:: Task requirements ::
What you return must be every line below that includes the word "picture".

:: Data for analysis ::
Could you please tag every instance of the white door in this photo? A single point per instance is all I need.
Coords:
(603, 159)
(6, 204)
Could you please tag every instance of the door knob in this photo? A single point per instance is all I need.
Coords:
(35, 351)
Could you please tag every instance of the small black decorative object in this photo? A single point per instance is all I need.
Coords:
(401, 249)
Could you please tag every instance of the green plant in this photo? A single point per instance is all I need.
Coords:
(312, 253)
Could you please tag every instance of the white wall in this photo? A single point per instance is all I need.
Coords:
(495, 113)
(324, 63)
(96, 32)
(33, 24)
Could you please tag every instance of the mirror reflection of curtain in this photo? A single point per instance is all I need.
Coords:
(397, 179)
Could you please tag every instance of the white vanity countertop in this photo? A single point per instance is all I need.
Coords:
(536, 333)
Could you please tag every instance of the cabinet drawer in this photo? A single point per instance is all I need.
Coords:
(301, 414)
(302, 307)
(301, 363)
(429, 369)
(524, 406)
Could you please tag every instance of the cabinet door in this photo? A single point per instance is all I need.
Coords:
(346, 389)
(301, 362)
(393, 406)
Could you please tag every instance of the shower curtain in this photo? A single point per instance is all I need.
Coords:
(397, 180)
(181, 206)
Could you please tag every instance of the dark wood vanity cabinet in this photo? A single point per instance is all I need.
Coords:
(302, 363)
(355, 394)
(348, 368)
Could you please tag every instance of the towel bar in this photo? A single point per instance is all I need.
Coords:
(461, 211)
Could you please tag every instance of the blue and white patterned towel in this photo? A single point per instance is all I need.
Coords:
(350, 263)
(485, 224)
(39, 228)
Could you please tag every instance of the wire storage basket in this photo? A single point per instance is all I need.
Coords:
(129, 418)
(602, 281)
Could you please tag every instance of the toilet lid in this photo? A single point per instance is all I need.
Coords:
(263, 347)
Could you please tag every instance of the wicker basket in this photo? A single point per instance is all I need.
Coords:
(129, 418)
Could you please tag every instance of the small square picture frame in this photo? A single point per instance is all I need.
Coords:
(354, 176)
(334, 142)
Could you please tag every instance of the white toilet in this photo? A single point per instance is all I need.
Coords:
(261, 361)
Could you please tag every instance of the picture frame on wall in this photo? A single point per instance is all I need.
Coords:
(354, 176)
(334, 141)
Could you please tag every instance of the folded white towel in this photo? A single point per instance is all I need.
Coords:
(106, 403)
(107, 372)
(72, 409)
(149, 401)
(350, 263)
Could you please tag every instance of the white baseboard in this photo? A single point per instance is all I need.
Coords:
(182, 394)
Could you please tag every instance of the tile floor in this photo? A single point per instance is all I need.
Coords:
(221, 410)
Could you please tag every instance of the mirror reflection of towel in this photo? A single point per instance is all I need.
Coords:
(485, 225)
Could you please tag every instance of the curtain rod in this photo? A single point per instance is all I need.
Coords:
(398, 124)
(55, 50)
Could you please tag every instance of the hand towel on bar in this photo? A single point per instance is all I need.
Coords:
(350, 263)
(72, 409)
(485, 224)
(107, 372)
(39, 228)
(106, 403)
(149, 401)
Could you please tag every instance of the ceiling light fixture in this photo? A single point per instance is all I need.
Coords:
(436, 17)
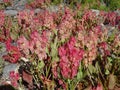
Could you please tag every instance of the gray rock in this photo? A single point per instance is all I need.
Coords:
(11, 12)
(8, 68)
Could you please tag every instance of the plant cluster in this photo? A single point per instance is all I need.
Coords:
(68, 49)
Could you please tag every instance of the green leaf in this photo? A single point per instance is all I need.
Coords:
(109, 59)
(41, 64)
(107, 72)
(80, 73)
(112, 81)
(92, 69)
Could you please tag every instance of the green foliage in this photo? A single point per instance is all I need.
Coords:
(114, 4)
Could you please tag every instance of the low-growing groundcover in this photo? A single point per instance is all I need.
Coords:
(69, 49)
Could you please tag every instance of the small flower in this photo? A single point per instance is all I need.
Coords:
(2, 18)
(14, 77)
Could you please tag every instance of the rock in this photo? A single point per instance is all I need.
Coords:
(8, 68)
(11, 12)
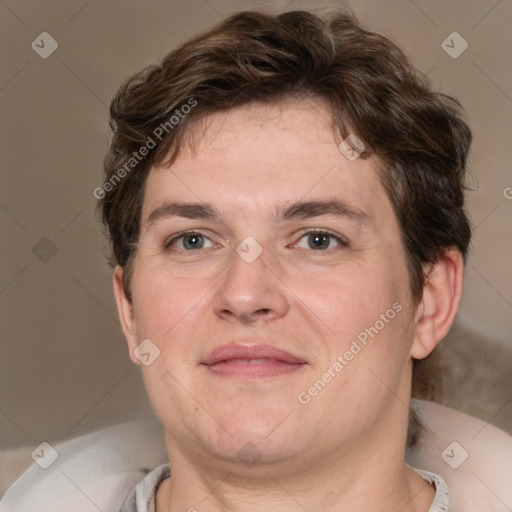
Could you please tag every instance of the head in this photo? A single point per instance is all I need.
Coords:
(248, 118)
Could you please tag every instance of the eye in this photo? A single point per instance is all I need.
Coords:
(189, 241)
(320, 241)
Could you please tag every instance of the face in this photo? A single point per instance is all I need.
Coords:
(271, 277)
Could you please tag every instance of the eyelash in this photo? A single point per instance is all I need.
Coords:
(341, 241)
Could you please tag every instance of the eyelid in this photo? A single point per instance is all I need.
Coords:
(322, 231)
(176, 236)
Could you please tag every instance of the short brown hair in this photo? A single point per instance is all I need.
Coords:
(372, 90)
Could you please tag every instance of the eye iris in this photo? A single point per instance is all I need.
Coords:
(318, 241)
(194, 241)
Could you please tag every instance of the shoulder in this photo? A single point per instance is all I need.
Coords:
(472, 456)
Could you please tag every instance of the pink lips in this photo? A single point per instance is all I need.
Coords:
(255, 361)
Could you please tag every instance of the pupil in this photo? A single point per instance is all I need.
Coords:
(319, 241)
(193, 241)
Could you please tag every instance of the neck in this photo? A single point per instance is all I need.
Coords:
(369, 478)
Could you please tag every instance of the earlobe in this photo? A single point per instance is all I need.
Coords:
(125, 311)
(438, 306)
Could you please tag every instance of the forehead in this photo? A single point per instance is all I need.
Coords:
(257, 157)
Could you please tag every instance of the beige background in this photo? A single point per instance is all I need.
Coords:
(64, 367)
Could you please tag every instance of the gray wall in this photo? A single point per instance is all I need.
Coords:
(64, 366)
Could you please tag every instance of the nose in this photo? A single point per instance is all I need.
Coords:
(250, 292)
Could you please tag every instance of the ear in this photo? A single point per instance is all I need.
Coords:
(125, 311)
(439, 303)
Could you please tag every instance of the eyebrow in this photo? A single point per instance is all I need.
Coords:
(298, 210)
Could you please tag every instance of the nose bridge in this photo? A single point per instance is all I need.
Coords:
(250, 288)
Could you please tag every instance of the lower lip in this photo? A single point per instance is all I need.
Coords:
(253, 370)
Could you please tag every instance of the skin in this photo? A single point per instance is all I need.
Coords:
(345, 449)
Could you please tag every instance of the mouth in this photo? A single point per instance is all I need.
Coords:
(249, 362)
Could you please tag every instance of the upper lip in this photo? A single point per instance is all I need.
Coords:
(236, 351)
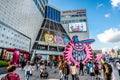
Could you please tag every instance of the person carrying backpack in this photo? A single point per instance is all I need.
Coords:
(81, 68)
(91, 69)
(97, 71)
(107, 70)
(11, 75)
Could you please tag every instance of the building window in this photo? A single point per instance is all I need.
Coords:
(61, 49)
(52, 48)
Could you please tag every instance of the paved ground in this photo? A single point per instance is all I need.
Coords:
(55, 76)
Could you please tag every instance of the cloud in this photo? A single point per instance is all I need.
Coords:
(107, 15)
(111, 35)
(115, 3)
(100, 5)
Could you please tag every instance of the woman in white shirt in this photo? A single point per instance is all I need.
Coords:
(118, 66)
(28, 69)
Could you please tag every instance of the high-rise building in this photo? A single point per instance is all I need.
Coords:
(27, 25)
(20, 21)
(75, 23)
(52, 37)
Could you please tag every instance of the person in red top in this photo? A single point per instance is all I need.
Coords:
(11, 74)
(97, 71)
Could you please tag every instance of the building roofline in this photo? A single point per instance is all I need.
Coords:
(53, 7)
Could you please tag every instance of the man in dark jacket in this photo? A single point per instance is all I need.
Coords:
(65, 70)
(81, 68)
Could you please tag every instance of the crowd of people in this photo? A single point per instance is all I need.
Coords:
(91, 68)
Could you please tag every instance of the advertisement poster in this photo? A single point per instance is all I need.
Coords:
(10, 38)
(77, 27)
(49, 38)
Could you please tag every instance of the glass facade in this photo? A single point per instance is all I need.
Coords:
(73, 21)
(41, 5)
(52, 13)
(10, 38)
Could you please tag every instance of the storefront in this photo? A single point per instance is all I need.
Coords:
(10, 54)
(13, 44)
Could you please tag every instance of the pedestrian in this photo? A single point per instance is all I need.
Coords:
(9, 62)
(73, 71)
(91, 70)
(11, 75)
(55, 65)
(28, 70)
(65, 70)
(23, 63)
(97, 71)
(87, 67)
(81, 68)
(107, 70)
(60, 69)
(118, 66)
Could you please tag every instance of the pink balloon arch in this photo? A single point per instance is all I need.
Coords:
(16, 55)
(77, 51)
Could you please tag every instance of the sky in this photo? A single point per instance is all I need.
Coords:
(103, 20)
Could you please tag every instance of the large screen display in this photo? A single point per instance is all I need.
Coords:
(10, 38)
(77, 27)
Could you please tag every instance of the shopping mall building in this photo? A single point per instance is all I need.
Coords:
(34, 27)
(75, 23)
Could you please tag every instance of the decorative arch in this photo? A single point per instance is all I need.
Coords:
(77, 51)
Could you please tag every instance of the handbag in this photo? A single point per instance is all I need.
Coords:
(32, 70)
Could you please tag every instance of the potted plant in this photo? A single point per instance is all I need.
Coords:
(3, 65)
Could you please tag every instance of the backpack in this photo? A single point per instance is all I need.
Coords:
(3, 78)
(108, 68)
(91, 70)
(96, 67)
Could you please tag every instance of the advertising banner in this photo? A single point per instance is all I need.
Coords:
(77, 27)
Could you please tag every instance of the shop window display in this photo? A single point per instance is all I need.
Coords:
(43, 47)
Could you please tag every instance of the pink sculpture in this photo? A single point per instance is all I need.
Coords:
(58, 40)
(99, 56)
(16, 56)
(77, 51)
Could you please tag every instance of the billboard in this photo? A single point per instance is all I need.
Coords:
(77, 27)
(10, 38)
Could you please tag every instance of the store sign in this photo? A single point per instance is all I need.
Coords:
(49, 38)
(58, 40)
(77, 51)
(10, 38)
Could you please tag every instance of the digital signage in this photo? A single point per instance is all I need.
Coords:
(10, 38)
(77, 27)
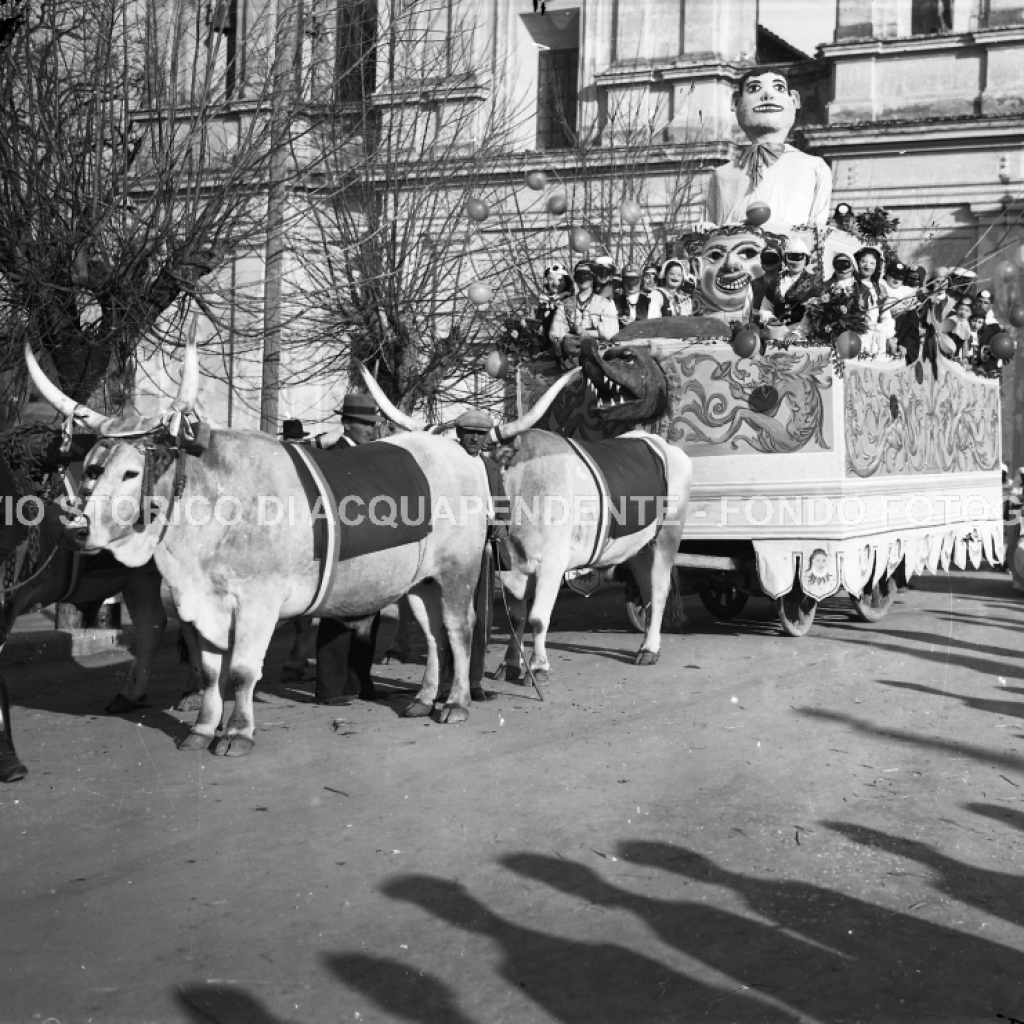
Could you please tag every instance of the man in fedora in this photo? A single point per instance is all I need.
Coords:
(345, 650)
(359, 420)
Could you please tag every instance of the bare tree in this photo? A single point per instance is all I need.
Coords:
(135, 137)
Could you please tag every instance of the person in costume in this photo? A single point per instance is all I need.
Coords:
(345, 650)
(584, 315)
(557, 288)
(796, 186)
(782, 293)
(674, 290)
(631, 301)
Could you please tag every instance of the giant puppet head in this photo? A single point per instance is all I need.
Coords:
(765, 105)
(726, 261)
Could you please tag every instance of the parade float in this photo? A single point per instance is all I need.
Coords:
(822, 463)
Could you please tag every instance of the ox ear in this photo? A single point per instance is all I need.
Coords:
(61, 402)
(385, 404)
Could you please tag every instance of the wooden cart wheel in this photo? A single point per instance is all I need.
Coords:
(873, 604)
(636, 610)
(796, 611)
(723, 601)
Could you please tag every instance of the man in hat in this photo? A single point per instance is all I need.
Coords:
(631, 302)
(359, 420)
(345, 650)
(586, 314)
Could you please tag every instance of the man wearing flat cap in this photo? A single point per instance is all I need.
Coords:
(345, 650)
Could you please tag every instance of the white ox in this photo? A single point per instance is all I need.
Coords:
(235, 579)
(547, 483)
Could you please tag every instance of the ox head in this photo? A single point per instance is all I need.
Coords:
(627, 381)
(501, 434)
(129, 465)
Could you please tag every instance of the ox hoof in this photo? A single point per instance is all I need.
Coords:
(195, 741)
(233, 747)
(453, 715)
(11, 770)
(193, 700)
(418, 710)
(122, 706)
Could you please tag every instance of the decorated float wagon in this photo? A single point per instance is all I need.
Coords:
(812, 474)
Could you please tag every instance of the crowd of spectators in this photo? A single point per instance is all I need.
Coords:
(899, 310)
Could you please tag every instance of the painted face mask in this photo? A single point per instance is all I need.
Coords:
(727, 266)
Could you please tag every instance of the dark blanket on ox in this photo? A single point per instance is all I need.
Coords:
(631, 470)
(357, 476)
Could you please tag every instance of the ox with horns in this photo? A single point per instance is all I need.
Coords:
(233, 578)
(547, 484)
(40, 567)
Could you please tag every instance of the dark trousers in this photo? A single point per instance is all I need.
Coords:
(345, 656)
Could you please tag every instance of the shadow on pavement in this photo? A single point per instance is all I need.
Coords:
(982, 754)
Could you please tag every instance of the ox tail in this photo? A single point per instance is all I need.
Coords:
(391, 412)
(504, 432)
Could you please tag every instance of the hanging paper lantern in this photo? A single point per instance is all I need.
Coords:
(497, 365)
(745, 343)
(580, 240)
(558, 204)
(1003, 346)
(758, 213)
(848, 345)
(477, 210)
(1006, 270)
(631, 212)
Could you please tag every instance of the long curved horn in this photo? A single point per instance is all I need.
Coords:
(51, 393)
(188, 387)
(504, 432)
(384, 403)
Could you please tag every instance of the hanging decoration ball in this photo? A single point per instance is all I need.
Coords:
(758, 213)
(580, 240)
(558, 204)
(477, 210)
(1006, 270)
(745, 343)
(631, 212)
(497, 366)
(1003, 346)
(848, 345)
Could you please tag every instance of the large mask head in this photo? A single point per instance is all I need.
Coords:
(727, 262)
(765, 105)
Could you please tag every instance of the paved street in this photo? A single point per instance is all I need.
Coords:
(759, 828)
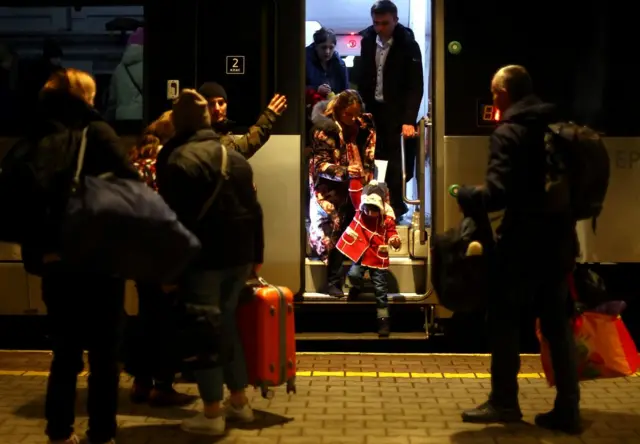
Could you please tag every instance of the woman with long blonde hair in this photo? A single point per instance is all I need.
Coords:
(145, 152)
(84, 309)
(343, 144)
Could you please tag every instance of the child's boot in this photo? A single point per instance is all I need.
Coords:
(383, 323)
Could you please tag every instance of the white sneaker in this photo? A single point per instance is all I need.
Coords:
(243, 414)
(73, 439)
(205, 426)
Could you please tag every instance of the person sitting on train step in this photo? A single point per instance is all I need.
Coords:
(84, 309)
(326, 71)
(232, 237)
(341, 133)
(535, 251)
(249, 143)
(366, 242)
(146, 358)
(392, 85)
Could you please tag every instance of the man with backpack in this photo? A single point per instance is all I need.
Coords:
(534, 174)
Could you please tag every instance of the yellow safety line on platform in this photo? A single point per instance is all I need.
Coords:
(456, 355)
(345, 374)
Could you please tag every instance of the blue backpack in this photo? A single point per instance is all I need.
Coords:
(123, 227)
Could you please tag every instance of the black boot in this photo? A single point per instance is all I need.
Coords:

:: Reply ::
Could you please tag every instance of the small square picture frame in this photo? A single point per instance is all I need.
Could you please tag every instance of the picture frame on wall in this photo? A single point per instance is all I need.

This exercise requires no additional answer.